EXERCISE REQUIREMENTS
Extract each line of the data below that contains the string "gold", copying every such line word for word.

Records from a data collection:
------------------------------------------------------------------------
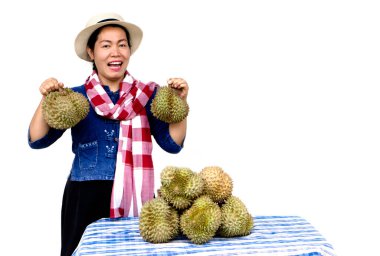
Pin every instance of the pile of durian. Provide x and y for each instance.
(167, 106)
(63, 109)
(199, 205)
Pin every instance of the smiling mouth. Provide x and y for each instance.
(115, 64)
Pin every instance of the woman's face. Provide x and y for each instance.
(111, 55)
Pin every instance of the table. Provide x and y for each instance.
(271, 235)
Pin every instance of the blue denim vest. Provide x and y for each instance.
(95, 141)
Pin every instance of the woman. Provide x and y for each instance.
(112, 170)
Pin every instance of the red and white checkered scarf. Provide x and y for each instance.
(134, 166)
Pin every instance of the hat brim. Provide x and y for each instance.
(81, 40)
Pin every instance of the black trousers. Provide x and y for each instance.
(83, 203)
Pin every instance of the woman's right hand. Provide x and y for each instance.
(50, 85)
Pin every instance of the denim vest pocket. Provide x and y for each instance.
(88, 155)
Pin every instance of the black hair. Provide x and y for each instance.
(94, 36)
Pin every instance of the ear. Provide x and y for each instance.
(90, 53)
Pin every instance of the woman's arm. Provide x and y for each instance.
(38, 127)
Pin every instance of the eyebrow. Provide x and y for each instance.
(109, 41)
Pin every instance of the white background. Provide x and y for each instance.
(284, 96)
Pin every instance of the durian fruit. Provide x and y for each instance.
(218, 184)
(158, 221)
(236, 220)
(63, 109)
(168, 106)
(180, 186)
(201, 221)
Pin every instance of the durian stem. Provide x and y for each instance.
(178, 131)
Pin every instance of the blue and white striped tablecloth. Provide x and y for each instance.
(271, 235)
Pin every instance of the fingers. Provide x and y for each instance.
(50, 85)
(179, 84)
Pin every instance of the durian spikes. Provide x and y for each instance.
(63, 109)
(180, 186)
(159, 222)
(218, 184)
(168, 106)
(201, 221)
(236, 220)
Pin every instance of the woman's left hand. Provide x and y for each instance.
(180, 85)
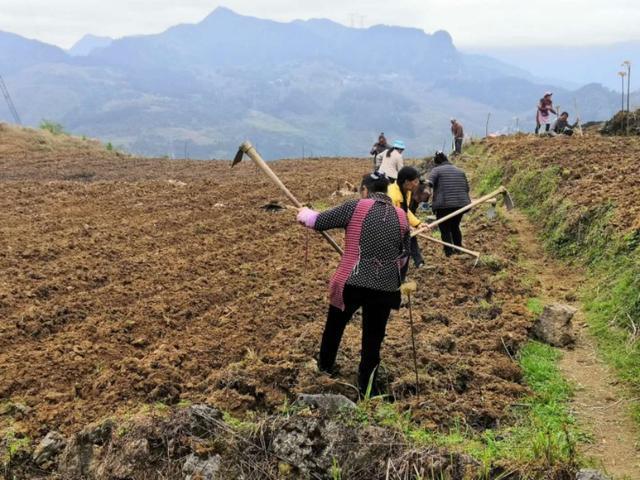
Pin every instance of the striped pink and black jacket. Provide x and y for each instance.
(377, 244)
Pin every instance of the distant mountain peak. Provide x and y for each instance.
(88, 44)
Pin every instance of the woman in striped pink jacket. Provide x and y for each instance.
(377, 244)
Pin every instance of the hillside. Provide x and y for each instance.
(324, 88)
(137, 290)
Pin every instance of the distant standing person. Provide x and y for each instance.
(450, 193)
(378, 147)
(391, 161)
(458, 135)
(401, 193)
(543, 117)
(562, 127)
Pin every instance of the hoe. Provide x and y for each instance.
(508, 203)
(247, 148)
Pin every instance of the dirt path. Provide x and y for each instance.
(600, 404)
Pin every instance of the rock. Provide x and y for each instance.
(196, 468)
(554, 326)
(588, 474)
(77, 458)
(310, 444)
(49, 448)
(203, 420)
(329, 404)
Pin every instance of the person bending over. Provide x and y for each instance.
(377, 243)
(450, 193)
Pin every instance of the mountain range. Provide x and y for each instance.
(306, 87)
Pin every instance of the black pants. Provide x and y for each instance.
(376, 307)
(547, 126)
(450, 230)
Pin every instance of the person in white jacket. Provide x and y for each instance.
(390, 161)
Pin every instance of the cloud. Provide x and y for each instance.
(471, 22)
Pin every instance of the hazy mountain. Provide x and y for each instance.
(313, 85)
(572, 65)
(88, 44)
(17, 53)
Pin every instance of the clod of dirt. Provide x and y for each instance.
(554, 326)
(196, 468)
(328, 404)
(48, 449)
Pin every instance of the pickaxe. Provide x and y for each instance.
(247, 148)
(508, 202)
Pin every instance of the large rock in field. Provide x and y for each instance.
(554, 326)
(196, 468)
(588, 474)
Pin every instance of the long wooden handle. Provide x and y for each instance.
(253, 154)
(450, 245)
(459, 211)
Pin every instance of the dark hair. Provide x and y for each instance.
(439, 158)
(407, 173)
(376, 182)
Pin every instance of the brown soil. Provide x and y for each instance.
(160, 281)
(600, 403)
(594, 169)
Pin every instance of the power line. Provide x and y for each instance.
(7, 97)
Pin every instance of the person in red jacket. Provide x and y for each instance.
(377, 245)
(545, 108)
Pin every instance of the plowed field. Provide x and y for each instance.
(125, 282)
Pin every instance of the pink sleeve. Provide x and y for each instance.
(308, 217)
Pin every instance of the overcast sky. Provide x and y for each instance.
(471, 22)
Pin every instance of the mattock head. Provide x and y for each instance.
(244, 148)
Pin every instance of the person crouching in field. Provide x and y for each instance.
(377, 245)
(450, 193)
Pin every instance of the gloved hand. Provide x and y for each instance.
(408, 287)
(307, 217)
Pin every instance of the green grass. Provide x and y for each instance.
(535, 306)
(541, 434)
(585, 237)
(52, 127)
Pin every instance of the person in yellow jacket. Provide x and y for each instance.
(400, 192)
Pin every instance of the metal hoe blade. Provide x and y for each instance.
(238, 157)
(508, 201)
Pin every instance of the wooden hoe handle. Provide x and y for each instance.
(458, 212)
(253, 154)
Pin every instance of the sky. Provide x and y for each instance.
(472, 23)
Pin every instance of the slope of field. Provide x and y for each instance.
(161, 281)
(590, 171)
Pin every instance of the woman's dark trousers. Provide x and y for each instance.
(376, 308)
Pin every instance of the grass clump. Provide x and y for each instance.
(52, 127)
(535, 306)
(539, 438)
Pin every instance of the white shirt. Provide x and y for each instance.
(390, 165)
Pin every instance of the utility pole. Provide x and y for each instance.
(7, 97)
(627, 64)
(622, 75)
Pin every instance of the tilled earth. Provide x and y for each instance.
(594, 170)
(162, 281)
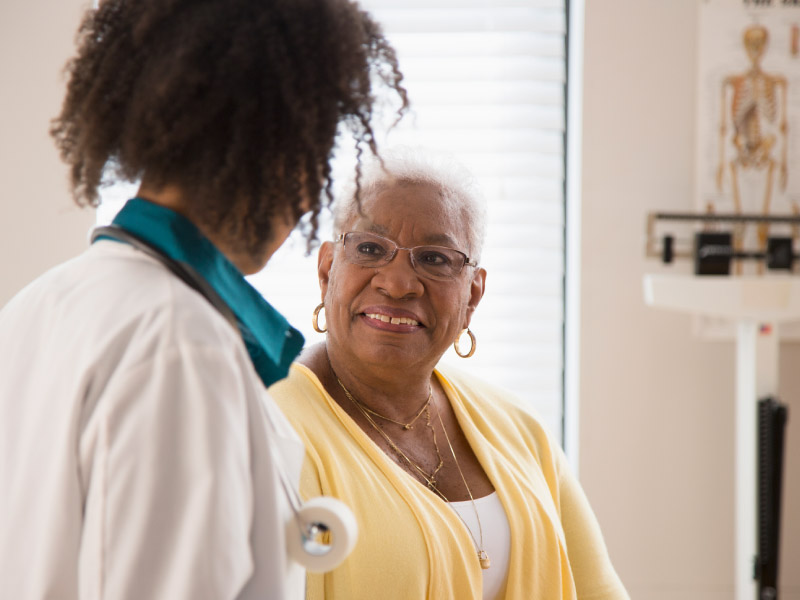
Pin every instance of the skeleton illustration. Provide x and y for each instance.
(757, 102)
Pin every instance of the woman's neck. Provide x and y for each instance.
(173, 198)
(394, 393)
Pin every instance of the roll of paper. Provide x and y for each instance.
(328, 515)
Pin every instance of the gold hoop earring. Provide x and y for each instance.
(473, 344)
(315, 319)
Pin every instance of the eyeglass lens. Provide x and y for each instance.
(370, 250)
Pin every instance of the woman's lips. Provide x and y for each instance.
(390, 320)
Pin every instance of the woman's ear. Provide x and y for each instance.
(324, 264)
(476, 288)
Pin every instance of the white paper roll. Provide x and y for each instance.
(333, 515)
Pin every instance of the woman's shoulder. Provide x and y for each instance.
(478, 390)
(300, 394)
(495, 404)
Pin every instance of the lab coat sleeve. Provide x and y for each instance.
(166, 469)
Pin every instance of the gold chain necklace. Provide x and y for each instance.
(428, 478)
(406, 426)
(483, 557)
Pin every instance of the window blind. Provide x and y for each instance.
(486, 81)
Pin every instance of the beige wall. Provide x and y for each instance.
(39, 225)
(657, 421)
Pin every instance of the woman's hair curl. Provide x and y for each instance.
(235, 102)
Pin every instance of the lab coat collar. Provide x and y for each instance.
(271, 342)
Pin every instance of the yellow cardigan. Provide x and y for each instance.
(411, 544)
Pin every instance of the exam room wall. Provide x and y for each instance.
(656, 402)
(39, 224)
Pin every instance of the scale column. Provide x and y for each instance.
(756, 378)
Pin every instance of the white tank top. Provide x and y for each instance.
(496, 539)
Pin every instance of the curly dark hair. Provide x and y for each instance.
(235, 102)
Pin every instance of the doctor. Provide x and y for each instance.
(138, 457)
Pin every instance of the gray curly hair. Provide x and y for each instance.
(405, 165)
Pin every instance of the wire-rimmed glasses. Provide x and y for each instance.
(371, 250)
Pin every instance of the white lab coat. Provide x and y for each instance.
(134, 443)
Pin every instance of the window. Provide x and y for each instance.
(486, 80)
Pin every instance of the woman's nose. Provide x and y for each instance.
(398, 278)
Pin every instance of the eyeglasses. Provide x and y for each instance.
(434, 262)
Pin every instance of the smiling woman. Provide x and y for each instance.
(438, 466)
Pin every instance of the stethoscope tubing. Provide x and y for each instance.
(317, 516)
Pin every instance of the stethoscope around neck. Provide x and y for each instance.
(311, 520)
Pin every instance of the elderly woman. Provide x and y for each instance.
(139, 457)
(459, 492)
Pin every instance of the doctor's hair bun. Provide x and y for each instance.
(236, 102)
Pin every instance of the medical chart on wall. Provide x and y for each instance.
(748, 119)
(748, 109)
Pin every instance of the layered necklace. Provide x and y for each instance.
(428, 478)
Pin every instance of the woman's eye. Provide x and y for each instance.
(370, 249)
(434, 259)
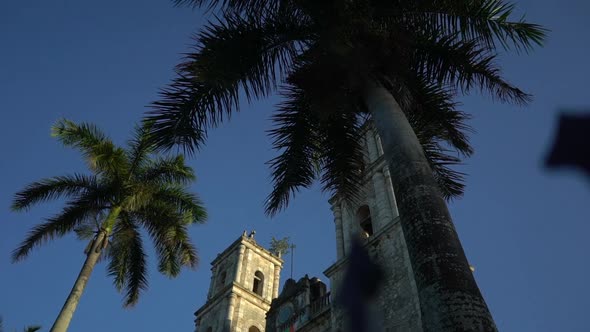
------------------------------------------------------------------------
EXPECTED ANSWER
Pin every instance of the gold hoop earring. Provide x and y for each instance.
Pin every instance of the gold chain necklace. Provide x and y for each instance.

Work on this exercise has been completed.